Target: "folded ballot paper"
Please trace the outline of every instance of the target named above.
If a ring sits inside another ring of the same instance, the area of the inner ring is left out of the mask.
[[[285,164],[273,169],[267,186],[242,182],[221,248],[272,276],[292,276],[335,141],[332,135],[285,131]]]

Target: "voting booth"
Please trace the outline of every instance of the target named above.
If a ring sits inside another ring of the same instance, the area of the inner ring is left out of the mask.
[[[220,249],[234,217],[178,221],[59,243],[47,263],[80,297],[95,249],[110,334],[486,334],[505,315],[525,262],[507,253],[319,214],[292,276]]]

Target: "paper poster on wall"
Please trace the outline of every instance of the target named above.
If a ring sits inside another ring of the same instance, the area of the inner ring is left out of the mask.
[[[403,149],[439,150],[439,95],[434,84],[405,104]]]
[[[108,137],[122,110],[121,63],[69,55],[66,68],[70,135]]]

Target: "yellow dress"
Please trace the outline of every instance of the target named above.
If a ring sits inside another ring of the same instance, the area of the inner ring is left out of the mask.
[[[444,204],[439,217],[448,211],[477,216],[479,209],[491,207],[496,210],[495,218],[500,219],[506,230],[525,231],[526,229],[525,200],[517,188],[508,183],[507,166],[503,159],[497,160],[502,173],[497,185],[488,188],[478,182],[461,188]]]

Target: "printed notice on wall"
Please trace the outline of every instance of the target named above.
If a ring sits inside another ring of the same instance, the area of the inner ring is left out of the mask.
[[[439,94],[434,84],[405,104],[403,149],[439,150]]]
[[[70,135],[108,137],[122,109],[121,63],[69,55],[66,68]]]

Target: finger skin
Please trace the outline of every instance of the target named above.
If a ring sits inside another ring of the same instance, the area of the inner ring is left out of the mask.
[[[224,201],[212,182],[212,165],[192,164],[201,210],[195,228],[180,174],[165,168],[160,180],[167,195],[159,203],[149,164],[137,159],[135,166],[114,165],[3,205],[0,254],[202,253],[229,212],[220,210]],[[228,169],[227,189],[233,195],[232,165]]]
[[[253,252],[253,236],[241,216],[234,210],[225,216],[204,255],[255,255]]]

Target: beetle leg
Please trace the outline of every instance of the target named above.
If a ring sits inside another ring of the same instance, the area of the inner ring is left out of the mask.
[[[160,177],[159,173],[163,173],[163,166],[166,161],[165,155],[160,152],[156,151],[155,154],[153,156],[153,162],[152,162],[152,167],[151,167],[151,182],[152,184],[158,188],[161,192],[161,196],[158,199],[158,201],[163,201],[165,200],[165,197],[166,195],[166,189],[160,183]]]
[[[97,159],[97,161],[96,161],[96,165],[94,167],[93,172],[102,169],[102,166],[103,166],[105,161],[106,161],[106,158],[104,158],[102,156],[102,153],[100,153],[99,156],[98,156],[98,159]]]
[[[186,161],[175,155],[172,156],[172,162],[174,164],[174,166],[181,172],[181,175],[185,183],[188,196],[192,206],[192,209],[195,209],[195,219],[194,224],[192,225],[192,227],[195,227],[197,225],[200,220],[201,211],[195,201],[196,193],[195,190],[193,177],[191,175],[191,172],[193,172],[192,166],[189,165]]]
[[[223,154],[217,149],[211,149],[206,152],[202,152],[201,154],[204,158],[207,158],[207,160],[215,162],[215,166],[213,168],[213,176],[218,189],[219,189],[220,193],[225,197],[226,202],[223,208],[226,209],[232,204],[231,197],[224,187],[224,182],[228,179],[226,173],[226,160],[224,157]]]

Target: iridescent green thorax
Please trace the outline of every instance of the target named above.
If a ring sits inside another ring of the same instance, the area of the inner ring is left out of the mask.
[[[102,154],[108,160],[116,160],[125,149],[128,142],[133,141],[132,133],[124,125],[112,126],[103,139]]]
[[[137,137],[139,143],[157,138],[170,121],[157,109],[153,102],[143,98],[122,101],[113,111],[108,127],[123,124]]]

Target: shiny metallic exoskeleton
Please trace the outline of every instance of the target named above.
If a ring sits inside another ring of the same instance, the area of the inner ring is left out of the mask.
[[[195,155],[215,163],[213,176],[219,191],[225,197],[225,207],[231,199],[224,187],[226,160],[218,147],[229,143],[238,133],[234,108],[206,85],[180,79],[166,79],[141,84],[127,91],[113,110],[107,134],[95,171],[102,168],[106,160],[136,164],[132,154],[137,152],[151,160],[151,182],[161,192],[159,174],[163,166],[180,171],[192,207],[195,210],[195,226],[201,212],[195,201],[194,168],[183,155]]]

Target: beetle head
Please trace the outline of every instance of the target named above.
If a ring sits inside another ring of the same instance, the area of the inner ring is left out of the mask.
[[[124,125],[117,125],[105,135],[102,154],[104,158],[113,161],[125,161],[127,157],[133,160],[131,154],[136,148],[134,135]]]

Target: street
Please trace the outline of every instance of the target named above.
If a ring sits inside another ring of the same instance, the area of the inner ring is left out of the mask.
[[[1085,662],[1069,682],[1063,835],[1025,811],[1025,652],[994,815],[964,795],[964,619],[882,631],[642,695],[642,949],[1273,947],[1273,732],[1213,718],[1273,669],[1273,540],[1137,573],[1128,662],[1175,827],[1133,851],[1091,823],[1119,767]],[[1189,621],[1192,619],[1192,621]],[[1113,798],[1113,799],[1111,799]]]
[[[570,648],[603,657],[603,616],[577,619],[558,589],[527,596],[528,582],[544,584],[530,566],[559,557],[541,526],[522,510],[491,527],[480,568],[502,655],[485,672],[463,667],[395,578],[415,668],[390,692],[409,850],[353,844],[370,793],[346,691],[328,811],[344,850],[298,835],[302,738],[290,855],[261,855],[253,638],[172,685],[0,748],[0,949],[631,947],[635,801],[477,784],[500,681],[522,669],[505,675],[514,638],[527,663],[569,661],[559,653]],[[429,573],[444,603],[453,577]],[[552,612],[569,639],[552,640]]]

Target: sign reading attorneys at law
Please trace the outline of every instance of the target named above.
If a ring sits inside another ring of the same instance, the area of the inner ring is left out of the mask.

- [Exercise details] Reproduce verbatim every line from the beginning of the records through the line that contains "[[[70,135],[108,137],[122,109],[121,63],[69,55],[66,68]]]", including that line.

- [Complete output]
Target: "folded ballot paper"
Please trace the outline of every instance of the target named above.
If a ring sits inside another ring of the same instance, the area of the inner ring is left out of the mask.
[[[285,164],[273,169],[267,186],[242,182],[221,248],[272,276],[292,276],[335,141],[332,135],[285,131]]]

Target: "voting booth"
Please trace the outline of every instance of the target named above.
If a ring sits inside another ring of the same instance, the area of the inner ring is left out of the mask.
[[[220,249],[234,217],[178,221],[59,243],[47,263],[80,297],[95,249],[110,334],[486,334],[505,315],[525,262],[507,253],[319,214],[292,276]]]

Target: "paper poster on wall"
Please trace the outline of every instance of the target named above.
If a ring sits inside another ring of the same instance, the area of the inner ring is left out of the mask.
[[[403,149],[439,150],[439,95],[434,84],[405,104]]]
[[[108,137],[122,110],[121,63],[69,55],[66,68],[70,135]]]

Target: "yellow dress"
Please trace the outline of every instance of the target named above.
If a ring sits inside another ring of the same instance, the area of the inner ring is left out of the mask.
[[[444,204],[439,217],[448,211],[477,216],[479,209],[491,207],[496,210],[495,218],[500,219],[506,230],[525,231],[526,229],[525,200],[517,188],[508,183],[507,166],[503,159],[497,160],[502,173],[497,185],[488,188],[478,182],[461,188]]]

Target: "printed notice on wall"
Please trace the outline of every instance of the target named above.
If a ring sits inside another ring of the same instance, the area of the inner ring is left out of the mask.
[[[439,94],[434,84],[405,104],[403,149],[439,150]]]
[[[70,135],[108,137],[122,109],[121,63],[69,55],[66,68]]]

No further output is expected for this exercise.